■ REQUEST
Please count the lines in the listing below that contain the string "overhead", treating uppercase and lowercase as different, and reply with that number alone.

■ RECORDS FOR THE EXERCISE
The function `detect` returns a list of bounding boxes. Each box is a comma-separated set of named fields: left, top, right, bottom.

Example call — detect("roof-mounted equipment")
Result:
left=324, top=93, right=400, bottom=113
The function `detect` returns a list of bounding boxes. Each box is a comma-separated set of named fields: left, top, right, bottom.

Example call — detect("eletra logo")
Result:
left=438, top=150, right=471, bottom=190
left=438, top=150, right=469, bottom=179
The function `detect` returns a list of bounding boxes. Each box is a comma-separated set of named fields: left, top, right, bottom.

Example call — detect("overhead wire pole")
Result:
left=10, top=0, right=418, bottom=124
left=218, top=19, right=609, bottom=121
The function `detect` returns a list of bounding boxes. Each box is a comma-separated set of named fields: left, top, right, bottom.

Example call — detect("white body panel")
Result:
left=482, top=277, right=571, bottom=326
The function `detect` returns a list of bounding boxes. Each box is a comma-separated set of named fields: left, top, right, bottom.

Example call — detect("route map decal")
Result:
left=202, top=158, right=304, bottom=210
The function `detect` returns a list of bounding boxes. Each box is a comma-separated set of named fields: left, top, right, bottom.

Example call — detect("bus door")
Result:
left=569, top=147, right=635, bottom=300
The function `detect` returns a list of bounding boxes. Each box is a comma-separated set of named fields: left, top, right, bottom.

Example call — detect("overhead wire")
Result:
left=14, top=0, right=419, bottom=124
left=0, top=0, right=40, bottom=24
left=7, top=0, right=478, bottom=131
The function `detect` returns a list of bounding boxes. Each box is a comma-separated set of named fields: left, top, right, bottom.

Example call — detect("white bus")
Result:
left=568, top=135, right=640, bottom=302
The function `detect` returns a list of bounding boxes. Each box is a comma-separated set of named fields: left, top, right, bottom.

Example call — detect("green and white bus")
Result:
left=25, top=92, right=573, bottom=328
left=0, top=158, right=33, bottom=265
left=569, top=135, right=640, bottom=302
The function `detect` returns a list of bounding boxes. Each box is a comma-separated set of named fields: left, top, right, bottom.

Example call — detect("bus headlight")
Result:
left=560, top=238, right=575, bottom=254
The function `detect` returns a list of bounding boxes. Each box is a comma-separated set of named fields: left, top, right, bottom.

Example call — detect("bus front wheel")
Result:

■ EXERCISE OUTPUT
2